## START Listing

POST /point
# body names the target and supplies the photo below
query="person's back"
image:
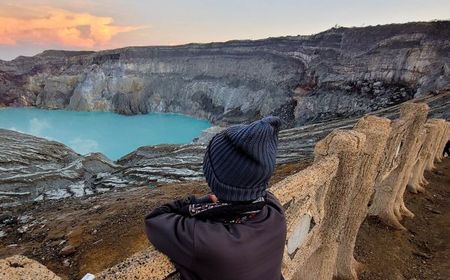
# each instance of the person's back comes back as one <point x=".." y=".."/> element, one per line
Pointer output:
<point x="237" y="232"/>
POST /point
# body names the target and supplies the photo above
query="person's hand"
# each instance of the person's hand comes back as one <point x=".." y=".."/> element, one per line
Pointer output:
<point x="213" y="198"/>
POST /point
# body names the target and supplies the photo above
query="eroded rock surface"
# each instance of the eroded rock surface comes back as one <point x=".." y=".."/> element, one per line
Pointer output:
<point x="33" y="168"/>
<point x="342" y="72"/>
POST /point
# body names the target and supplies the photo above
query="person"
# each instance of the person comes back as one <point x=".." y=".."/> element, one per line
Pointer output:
<point x="238" y="230"/>
<point x="446" y="149"/>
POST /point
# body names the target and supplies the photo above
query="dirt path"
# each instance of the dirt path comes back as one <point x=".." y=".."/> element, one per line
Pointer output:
<point x="423" y="251"/>
<point x="106" y="229"/>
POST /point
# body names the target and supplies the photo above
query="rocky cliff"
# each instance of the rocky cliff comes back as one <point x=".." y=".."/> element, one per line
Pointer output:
<point x="341" y="72"/>
<point x="36" y="169"/>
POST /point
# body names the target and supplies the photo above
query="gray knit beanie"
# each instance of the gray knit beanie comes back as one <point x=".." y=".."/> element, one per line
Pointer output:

## END Listing

Prompt: Copy out the listing above with "gravel trail" substituted for every "dirt path", keeping everything else the same. Leave the picture out of your answer.

Answer in full:
POST /point
# body names the target and supplies the photo below
query="person's back"
image:
# each instance of the person's back comes back as one <point x=".." y=".."/> element, one per line
Pointer output:
<point x="237" y="232"/>
POST /point
# body names the target and supplies the photo above
query="person's hand"
# each instance of the person's hand comes back as one <point x=".." y=".."/> element, one per line
Pointer output:
<point x="213" y="198"/>
POST /point
# body names the target and supplies the photo above
query="eroded rock surface"
# each instance of the eroded rock surface comes back as one <point x=".." y=".."/> element, one per line
Pointer output:
<point x="33" y="168"/>
<point x="342" y="72"/>
POST /point
# body names the target and supplies the photo above
query="person"
# each instance of the person comes back as one <point x=".." y=".."/> element, one per line
Pointer output:
<point x="238" y="230"/>
<point x="446" y="149"/>
POST /point
# body names the target and supplies the photo above
query="gravel trail"
# each instance of the gravel trail comes back as one <point x=".." y=".."/> element, one per line
Pointer output:
<point x="423" y="251"/>
<point x="106" y="229"/>
POST /point
# body names the target and supplies the photo above
query="rocky cliff"
# each instance of the rocky cliff comes back as one <point x=".." y=".."/> element, one per line
Pointer output:
<point x="341" y="72"/>
<point x="36" y="169"/>
POST /point
# body names the target and supplies the photo above
query="gray knit beanie"
# each instance of the gray knit beanie comes back as one <point x=".." y=".."/> element, one per line
Pointer output:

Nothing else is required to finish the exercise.